Requirements: Copy word for word the part of the passage on abiding in Christ between "So in our walk" and "yourself in Him.", inclusive.

Excerpt to read:
------------
So in our walk with the Lord, our attention must be fixed on Christ. “Abide in me, and I in you” is the divine order. Faith in the objective facts makes those facts true subjectively. As the apostle Paul puts it, “We all . . . beholding . . . the glory of the Lord, are transformed into the same image” (2 Cor. 3:18). The same principle holds good in the matter of fruitfulness of life: “He that abideth in me, and I in him, the same beareth much fruit” (John 15:5). We do not try to produce fruit or concentrate upon the fruit produced. Our business is to look away to Him. As we do so He undertakes to fulfill His Word in us.

How do we abide? “Of God are ye in Christ Jesus.” It was the work of God to put you there, and He has done it. Now stay there! Do not be moved back on to your own ground. Never look at yourself as though you were not in Christ. Look at Christ, and see yourself in Him.
Abide in Him
. Rest in the fact that God has put you in His Son, and live in the expectation that He will complete His work in you. It is for Him to make good the glorious promise that “sin shall not have dominion over you” (Rom. 6:14).

5

The Divide of the Cross

T
HE KINGDOM of this world is not the kingdom of God. God had His heart set upon a world system, a universe of His creating, which should be headed up in Christ His Son (Col. 1:16–17). But Satan, working through man’s flesh, has set up instead a rival system known in Scripture as “this world”—a system in which we are involved and which he himself dominates. He has in fact become “the prince of this world” (John 12:31).
------------
Excerpted records:

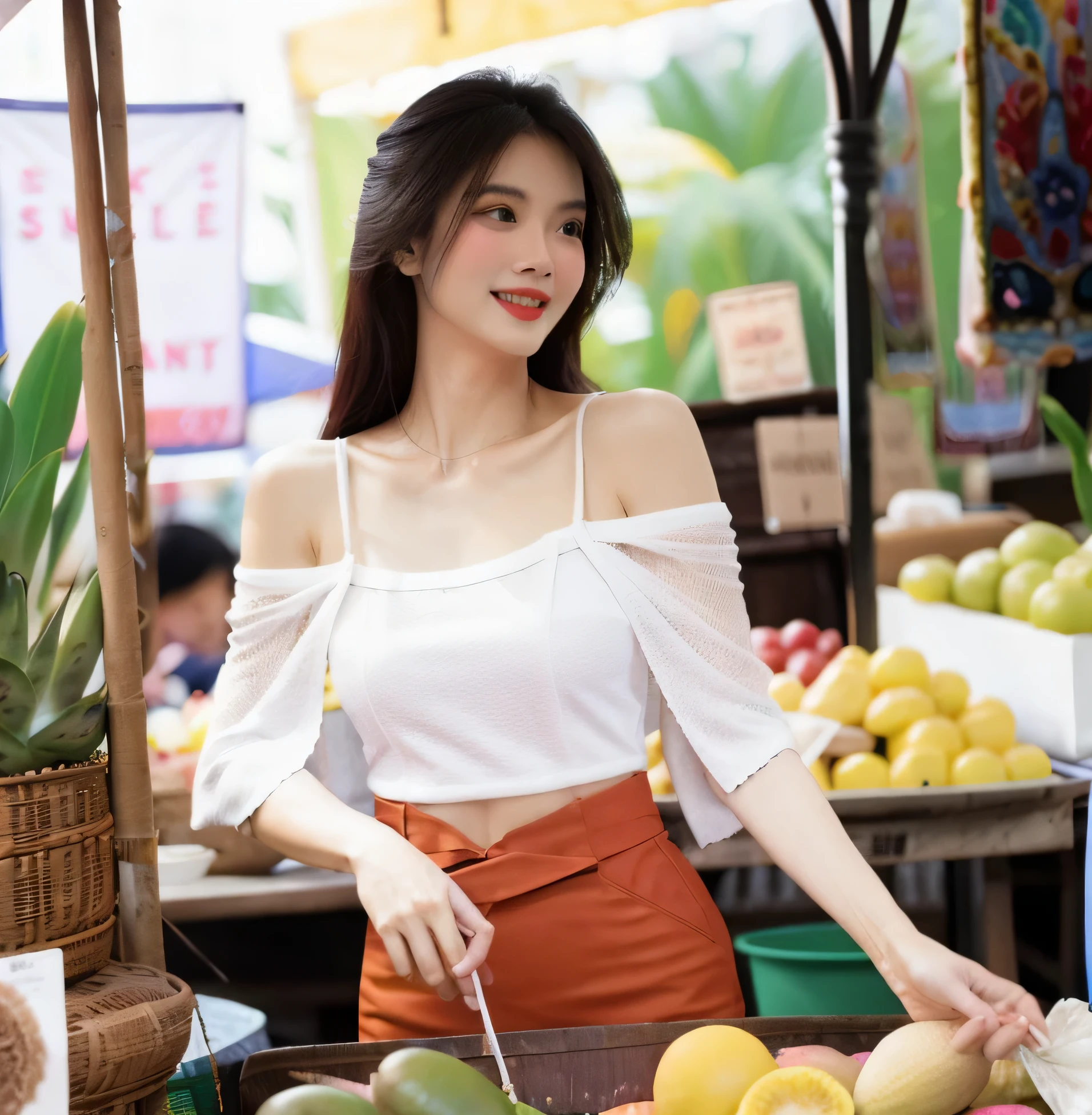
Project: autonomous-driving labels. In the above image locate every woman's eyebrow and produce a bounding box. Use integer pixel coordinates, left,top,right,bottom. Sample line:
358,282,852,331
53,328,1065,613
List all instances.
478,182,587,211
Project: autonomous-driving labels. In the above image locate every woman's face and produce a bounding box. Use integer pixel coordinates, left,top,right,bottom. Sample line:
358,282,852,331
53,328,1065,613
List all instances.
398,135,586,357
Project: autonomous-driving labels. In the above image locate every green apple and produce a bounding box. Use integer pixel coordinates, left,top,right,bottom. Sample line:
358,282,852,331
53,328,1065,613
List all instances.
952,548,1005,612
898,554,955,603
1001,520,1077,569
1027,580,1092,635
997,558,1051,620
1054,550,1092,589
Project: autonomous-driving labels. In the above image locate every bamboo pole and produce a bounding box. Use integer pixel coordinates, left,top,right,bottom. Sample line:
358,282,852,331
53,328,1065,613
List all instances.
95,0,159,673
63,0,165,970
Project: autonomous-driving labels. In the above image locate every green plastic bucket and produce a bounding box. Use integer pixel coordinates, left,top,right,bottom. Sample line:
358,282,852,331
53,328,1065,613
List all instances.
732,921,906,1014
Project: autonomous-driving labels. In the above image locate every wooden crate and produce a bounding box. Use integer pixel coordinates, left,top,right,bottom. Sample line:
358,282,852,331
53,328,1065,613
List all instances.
------------
Answer:
So in our walk with the Lord, our attention must be fixed on Christ. “Abide in me, and I in you” is the divine order. Faith in the objective facts makes those facts true subjectively. As the apostle Paul puts it, “We all . . . beholding . . . the glory of the Lord, are transformed into the same image” (2 Cor. 3:18). The same principle holds good in the matter of fruitfulness of life: “He that abideth in me, and I in him, the same beareth much fruit” (John 15:5). We do not try to produce fruit or concentrate upon the fruit produced. Our business is to look away to Him. As we do so He undertakes to fulfill His Word in us.

How do we abide? “Of God are ye in Christ Jesus.” It was the work of God to put you there, and He has done it. Now stay there! Do not be moved back on to your own ground. Never look at yourself as though you were not in Christ. Look at Christ, and see yourself in Him.